──────── Excerpted text

Doomed Planet

UWA’s scourge of sceptics


I remember it well. It was five years ago, on the eve of the 2007 national election. Professor Stephan Lewandowsky, School of Psychology, was convener at a University of Western Australia public lecture on genetics and the concept of race. What made the event so memorable was his passionate pre-lecture — and off-topic — monologue before introducing the evening’s speaker.


It was only later, as his climate activism on campus grew and took on a more public — and post-modern — dimension at the university, did I realise its significance.

What do we know about this quiet American from Maryland, USA? Here is a brief biographical sketch from Lewandowsky himself.

I completed my undergraduate studies at Washington College, Chestertown, MD, USA, in 1980. I then did my post-graduate training at the University of Toronto, earning a PhD in 1985. After various stints as a research fellow, I took up my first full-time academic post at the University of Oklahoma in 1990. I moved to the University of Western Australia in 1995, and I have been here ever since.

────────────────
──────── Record set

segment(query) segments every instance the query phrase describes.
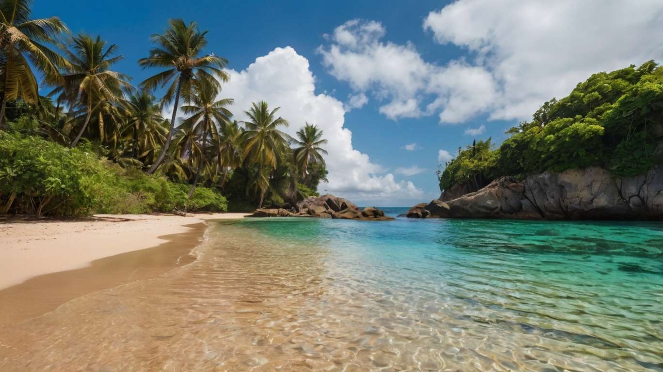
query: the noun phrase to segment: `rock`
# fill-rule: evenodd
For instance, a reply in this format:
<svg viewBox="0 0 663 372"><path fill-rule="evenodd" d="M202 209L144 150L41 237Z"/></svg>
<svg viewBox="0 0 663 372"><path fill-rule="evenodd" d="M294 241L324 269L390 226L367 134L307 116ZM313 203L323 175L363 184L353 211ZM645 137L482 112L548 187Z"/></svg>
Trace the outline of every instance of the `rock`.
<svg viewBox="0 0 663 372"><path fill-rule="evenodd" d="M460 198L466 194L469 194L470 192L474 192L477 191L477 189L470 184L455 184L452 187L446 189L442 194L440 196L440 200L442 202L448 202L449 200L453 200L457 198Z"/></svg>
<svg viewBox="0 0 663 372"><path fill-rule="evenodd" d="M424 209L428 212L428 217L446 218L449 217L449 204L438 199L431 200L424 207Z"/></svg>
<svg viewBox="0 0 663 372"><path fill-rule="evenodd" d="M443 194L444 196L444 194ZM428 214L426 213L428 212ZM519 182L501 177L481 190L445 203L412 207L413 218L663 219L663 166L646 174L613 177L591 166L544 172Z"/></svg>
<svg viewBox="0 0 663 372"><path fill-rule="evenodd" d="M291 217L294 214L283 208L258 208L249 217Z"/></svg>
<svg viewBox="0 0 663 372"><path fill-rule="evenodd" d="M354 203L347 199L338 198L331 194L322 196L310 196L300 202L298 213L286 210L257 209L250 217L318 217L345 219L369 219L385 221L393 219L385 216L385 212L374 207L359 210Z"/></svg>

────────────────

Repeat, word for word, the part of the Doomed Planet piece from "I completed my" to "here ever since.".

I completed my undergraduate studies at Washington College, Chestertown, MD, USA, in 1980. I then did my post-graduate training at the University of Toronto, earning a PhD in 1985. After various stints as a research fellow, I took up my first full-time academic post at the University of Oklahoma in 1990. I moved to the University of Western Australia in 1995, and I have been here ever since.